# Objective
Copy every line from the one containing "the green herb" through the last line of the records below, both included, and nothing else.

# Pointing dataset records
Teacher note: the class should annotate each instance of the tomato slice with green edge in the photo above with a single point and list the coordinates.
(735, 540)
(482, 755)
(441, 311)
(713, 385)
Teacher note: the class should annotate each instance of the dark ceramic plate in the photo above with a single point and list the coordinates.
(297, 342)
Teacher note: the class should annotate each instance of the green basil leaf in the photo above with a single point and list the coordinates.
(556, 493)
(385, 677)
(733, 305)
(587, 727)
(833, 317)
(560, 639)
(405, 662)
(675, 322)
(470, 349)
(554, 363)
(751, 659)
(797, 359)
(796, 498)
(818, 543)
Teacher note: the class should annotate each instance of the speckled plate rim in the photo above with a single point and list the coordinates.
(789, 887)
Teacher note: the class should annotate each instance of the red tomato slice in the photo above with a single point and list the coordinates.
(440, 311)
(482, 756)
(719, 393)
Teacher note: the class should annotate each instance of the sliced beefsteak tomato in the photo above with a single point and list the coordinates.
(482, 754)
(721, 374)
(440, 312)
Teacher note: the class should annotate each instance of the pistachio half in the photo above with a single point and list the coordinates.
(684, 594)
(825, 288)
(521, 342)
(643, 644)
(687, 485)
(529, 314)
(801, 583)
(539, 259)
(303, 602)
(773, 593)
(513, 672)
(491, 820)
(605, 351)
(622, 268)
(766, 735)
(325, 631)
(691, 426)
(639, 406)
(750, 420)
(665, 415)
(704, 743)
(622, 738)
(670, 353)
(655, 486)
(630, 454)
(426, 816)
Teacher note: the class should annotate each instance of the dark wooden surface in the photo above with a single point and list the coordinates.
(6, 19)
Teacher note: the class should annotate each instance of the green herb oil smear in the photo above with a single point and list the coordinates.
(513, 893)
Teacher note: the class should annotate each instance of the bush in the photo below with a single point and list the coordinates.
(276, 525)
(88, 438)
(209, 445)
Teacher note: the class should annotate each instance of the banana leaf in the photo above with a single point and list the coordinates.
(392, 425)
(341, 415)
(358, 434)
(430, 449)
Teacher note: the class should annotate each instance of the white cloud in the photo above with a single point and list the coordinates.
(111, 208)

# Problem solution
Teacher note: the class should annotate each instance of the green herb oil smear in the photo above with a single point and list the coordinates.
(513, 893)
Teacher note: the class should annotate each instance of the bush in the photo below with a single point and list the coordinates.
(276, 525)
(88, 438)
(209, 445)
Teacher note: the class should annotate each instance of the banana leaf in the photo above with a single point and list the coordinates.
(392, 425)
(341, 415)
(358, 434)
(430, 449)
Teacher note: the class should annotate each instance of the white cloud in the photo above with a single point and list the coordinates.
(111, 208)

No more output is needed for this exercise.